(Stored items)
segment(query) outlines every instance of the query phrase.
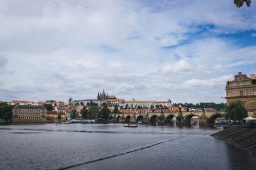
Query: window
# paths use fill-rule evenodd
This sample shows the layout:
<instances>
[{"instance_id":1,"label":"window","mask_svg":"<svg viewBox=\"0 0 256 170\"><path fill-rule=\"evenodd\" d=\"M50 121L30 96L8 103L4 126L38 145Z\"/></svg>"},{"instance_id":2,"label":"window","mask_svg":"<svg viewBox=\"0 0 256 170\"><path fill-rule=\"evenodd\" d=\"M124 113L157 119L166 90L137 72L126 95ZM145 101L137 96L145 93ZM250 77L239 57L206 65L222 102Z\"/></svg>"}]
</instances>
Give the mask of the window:
<instances>
[{"instance_id":1,"label":"window","mask_svg":"<svg viewBox=\"0 0 256 170\"><path fill-rule=\"evenodd\" d=\"M250 90L247 90L247 95L248 96L251 96L252 95L252 90L251 89L250 89Z\"/></svg>"},{"instance_id":2,"label":"window","mask_svg":"<svg viewBox=\"0 0 256 170\"><path fill-rule=\"evenodd\" d=\"M240 96L243 96L243 91L240 92Z\"/></svg>"},{"instance_id":3,"label":"window","mask_svg":"<svg viewBox=\"0 0 256 170\"><path fill-rule=\"evenodd\" d=\"M244 85L244 83L242 83L242 82L238 83L238 85L239 85L239 86L242 86L242 85Z\"/></svg>"},{"instance_id":4,"label":"window","mask_svg":"<svg viewBox=\"0 0 256 170\"><path fill-rule=\"evenodd\" d=\"M251 81L246 81L246 85L252 85L252 82Z\"/></svg>"},{"instance_id":5,"label":"window","mask_svg":"<svg viewBox=\"0 0 256 170\"><path fill-rule=\"evenodd\" d=\"M236 91L232 91L231 94L232 94L232 96L236 96Z\"/></svg>"}]
</instances>

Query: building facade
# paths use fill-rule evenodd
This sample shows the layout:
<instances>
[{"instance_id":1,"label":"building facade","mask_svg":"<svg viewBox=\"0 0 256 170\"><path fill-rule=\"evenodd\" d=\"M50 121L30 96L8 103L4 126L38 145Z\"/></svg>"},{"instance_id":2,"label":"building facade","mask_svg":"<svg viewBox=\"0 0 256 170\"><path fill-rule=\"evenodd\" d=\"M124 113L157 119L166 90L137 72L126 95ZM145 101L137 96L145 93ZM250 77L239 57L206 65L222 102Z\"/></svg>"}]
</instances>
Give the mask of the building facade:
<instances>
[{"instance_id":1,"label":"building facade","mask_svg":"<svg viewBox=\"0 0 256 170\"><path fill-rule=\"evenodd\" d=\"M226 85L227 103L240 100L244 105L248 116L256 117L256 78L255 74L250 78L239 72Z\"/></svg>"},{"instance_id":2,"label":"building facade","mask_svg":"<svg viewBox=\"0 0 256 170\"><path fill-rule=\"evenodd\" d=\"M118 99L116 99L115 96L109 96L108 92L106 94L105 93L105 90L103 89L103 92L100 93L98 92L98 95L97 96L97 99L84 99L84 100L75 100L74 101L74 104L77 104L78 106L86 106L87 103L92 104L95 103L99 106L101 106L104 103L106 103L106 100L113 100Z\"/></svg>"},{"instance_id":3,"label":"building facade","mask_svg":"<svg viewBox=\"0 0 256 170\"><path fill-rule=\"evenodd\" d=\"M61 120L58 119L59 115L61 115ZM63 112L58 113L55 110L47 111L46 114L46 120L50 122L54 122L56 121L65 121L67 119L67 115Z\"/></svg>"},{"instance_id":4,"label":"building facade","mask_svg":"<svg viewBox=\"0 0 256 170\"><path fill-rule=\"evenodd\" d=\"M17 105L12 109L12 121L15 123L45 123L46 108L42 106Z\"/></svg>"}]
</instances>

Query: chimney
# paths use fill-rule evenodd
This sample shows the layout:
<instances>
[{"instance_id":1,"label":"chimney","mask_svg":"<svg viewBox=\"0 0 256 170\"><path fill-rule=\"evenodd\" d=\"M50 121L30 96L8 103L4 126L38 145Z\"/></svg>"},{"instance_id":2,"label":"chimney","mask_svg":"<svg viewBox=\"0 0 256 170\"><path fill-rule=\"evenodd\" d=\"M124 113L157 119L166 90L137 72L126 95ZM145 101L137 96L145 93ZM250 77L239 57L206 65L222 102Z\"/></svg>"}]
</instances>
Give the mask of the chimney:
<instances>
[{"instance_id":1,"label":"chimney","mask_svg":"<svg viewBox=\"0 0 256 170\"><path fill-rule=\"evenodd\" d=\"M251 78L255 79L255 74L251 74Z\"/></svg>"}]
</instances>

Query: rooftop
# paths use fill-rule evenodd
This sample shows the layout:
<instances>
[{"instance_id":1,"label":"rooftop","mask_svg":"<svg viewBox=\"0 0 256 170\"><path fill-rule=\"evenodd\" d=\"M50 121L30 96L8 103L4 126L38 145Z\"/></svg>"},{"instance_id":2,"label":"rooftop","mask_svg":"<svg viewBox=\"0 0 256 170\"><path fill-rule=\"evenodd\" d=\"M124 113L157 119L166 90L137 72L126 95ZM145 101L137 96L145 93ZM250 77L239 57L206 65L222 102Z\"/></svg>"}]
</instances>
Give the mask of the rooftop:
<instances>
[{"instance_id":1,"label":"rooftop","mask_svg":"<svg viewBox=\"0 0 256 170\"><path fill-rule=\"evenodd\" d=\"M40 110L46 110L45 107L38 105L17 105L13 108L15 109L40 109Z\"/></svg>"}]
</instances>

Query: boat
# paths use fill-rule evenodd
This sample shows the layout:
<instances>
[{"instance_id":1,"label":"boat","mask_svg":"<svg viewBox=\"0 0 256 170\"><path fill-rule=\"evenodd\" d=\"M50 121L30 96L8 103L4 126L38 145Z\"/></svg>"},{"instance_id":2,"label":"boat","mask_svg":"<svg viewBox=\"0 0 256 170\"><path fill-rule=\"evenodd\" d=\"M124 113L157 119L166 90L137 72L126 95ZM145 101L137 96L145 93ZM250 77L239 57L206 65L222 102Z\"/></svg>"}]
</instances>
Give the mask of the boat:
<instances>
[{"instance_id":1,"label":"boat","mask_svg":"<svg viewBox=\"0 0 256 170\"><path fill-rule=\"evenodd\" d=\"M138 125L136 124L127 124L124 125L124 127L137 127Z\"/></svg>"},{"instance_id":2,"label":"boat","mask_svg":"<svg viewBox=\"0 0 256 170\"><path fill-rule=\"evenodd\" d=\"M62 122L62 124L71 124L72 122L69 121Z\"/></svg>"},{"instance_id":3,"label":"boat","mask_svg":"<svg viewBox=\"0 0 256 170\"><path fill-rule=\"evenodd\" d=\"M198 122L193 122L191 123L191 125L198 125Z\"/></svg>"}]
</instances>

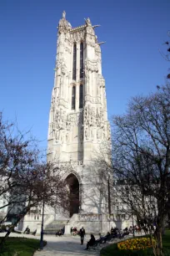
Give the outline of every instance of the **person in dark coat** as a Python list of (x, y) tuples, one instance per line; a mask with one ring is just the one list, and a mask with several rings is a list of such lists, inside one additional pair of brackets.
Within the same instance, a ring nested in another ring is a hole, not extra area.
[(82, 227), (82, 228), (80, 228), (79, 234), (80, 234), (81, 244), (83, 244), (83, 242), (84, 242), (84, 236), (85, 236), (85, 234), (86, 234), (85, 229), (84, 229), (83, 227)]
[(87, 243), (87, 248), (85, 248), (85, 250), (88, 250), (89, 246), (92, 246), (95, 243), (96, 239), (94, 238), (94, 235), (92, 233), (91, 233), (91, 238), (90, 240)]

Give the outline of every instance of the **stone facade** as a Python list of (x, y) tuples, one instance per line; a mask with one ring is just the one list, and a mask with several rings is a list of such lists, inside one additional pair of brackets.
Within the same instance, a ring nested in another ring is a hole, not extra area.
[[(95, 152), (110, 140), (100, 43), (89, 18), (72, 28), (65, 12), (58, 24), (48, 159), (70, 165), (79, 182), (79, 212), (106, 213), (106, 188), (93, 164)], [(78, 213), (78, 212), (75, 212)]]

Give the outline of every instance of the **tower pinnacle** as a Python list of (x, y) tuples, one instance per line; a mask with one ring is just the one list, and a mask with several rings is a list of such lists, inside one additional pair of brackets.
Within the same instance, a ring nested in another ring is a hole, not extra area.
[(65, 11), (62, 12), (62, 18), (66, 18), (66, 12)]

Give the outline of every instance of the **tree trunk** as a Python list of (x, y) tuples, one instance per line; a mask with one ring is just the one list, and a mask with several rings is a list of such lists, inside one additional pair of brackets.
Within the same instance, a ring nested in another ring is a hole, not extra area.
[(155, 256), (163, 256), (162, 228), (157, 228), (154, 236), (155, 236), (155, 240), (156, 240), (156, 244), (153, 247), (154, 255)]

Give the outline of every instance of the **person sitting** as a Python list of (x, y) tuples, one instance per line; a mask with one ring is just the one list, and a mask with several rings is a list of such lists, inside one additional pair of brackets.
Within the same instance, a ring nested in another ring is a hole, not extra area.
[(59, 230), (59, 231), (58, 231), (58, 232), (56, 233), (56, 237), (57, 237), (57, 236), (61, 237), (62, 235), (62, 230)]
[(103, 238), (104, 239), (104, 243), (106, 243), (106, 241), (108, 239), (108, 238), (111, 236), (110, 232), (108, 232), (106, 236)]
[(114, 228), (112, 227), (111, 230), (110, 230), (111, 233), (114, 233)]
[(94, 238), (94, 235), (93, 235), (92, 233), (91, 233), (90, 236), (91, 236), (91, 238), (90, 238), (90, 240), (88, 242), (88, 243), (87, 243), (87, 248), (85, 248), (85, 250), (88, 250), (88, 248), (89, 248), (89, 246), (92, 246), (92, 245), (94, 245), (94, 243), (95, 243), (96, 239), (95, 239), (95, 238)]
[(25, 231), (23, 232), (23, 233), (28, 233), (28, 231), (29, 230), (28, 226), (26, 228)]

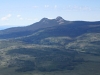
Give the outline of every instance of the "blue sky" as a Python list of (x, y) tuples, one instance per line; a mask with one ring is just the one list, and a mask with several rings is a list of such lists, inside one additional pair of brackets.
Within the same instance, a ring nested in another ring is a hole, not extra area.
[(100, 0), (0, 0), (0, 28), (57, 16), (70, 21), (100, 21)]

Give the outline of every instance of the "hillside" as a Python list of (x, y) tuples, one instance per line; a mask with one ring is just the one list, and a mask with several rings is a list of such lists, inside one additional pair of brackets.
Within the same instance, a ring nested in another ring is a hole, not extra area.
[(2, 75), (100, 75), (100, 22), (43, 18), (0, 31)]

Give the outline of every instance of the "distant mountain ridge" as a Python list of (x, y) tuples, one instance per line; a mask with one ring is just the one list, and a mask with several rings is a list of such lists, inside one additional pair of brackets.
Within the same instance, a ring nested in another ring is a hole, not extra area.
[(13, 27), (13, 28), (1, 30), (0, 31), (0, 39), (9, 39), (9, 38), (28, 36), (28, 35), (31, 35), (41, 29), (46, 29), (46, 28), (55, 27), (55, 26), (59, 27), (62, 25), (67, 25), (66, 27), (69, 29), (72, 28), (71, 30), (77, 29), (80, 27), (81, 28), (85, 27), (85, 28), (82, 28), (82, 30), (84, 31), (84, 29), (90, 28), (89, 27), (90, 25), (93, 25), (96, 28), (97, 25), (98, 26), (100, 25), (100, 21), (97, 21), (97, 22), (66, 21), (60, 16), (58, 16), (56, 19), (43, 18), (39, 22), (36, 22), (29, 26)]
[(36, 22), (29, 26), (13, 27), (13, 28), (1, 30), (0, 39), (27, 36), (42, 28), (53, 27), (53, 26), (58, 26), (58, 25), (63, 25), (68, 23), (70, 22), (64, 20), (62, 17), (57, 17), (56, 19), (43, 18), (39, 22)]

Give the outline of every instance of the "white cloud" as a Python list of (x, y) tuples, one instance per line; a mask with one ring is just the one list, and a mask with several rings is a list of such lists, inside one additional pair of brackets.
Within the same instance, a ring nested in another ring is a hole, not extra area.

**Task statement**
Scale the data from the line containing "Give the outline of every instance of the **tower" down to the line containing "247), (154, 255)]", both included, and write all of those lines out again with their requests. Multiply every coordinate in the answers by 0.65 and round to whole numbers, with halves rounding up, but leave the requests and their format samples as they are.

**The reply**
Give the outline of every instance of the **tower pinnacle** as a Python list of (x, y) tuples, one instance per line; a mask with one ring is just the one list, and a mask with several rings is a list of such lists, inside one additional pair of brackets.
Within the same instance, a ring nested in another ring is a hole, not extra area.
[(42, 7), (40, 8), (40, 12), (43, 12), (43, 8)]

Give the outline of every instance of the **tree trunk** as a Python list of (x, y) tuples, one instance per line; a mask with one ring is just the one list, and a mask with several rings is a list of such lists, inside one additional pair of brackets.
Within the same instance, a ring nested in another ring is a hole, not extra area.
[(101, 166), (106, 166), (105, 148), (102, 148), (100, 153), (101, 153), (101, 156), (101, 156), (101, 159), (99, 161), (100, 166)]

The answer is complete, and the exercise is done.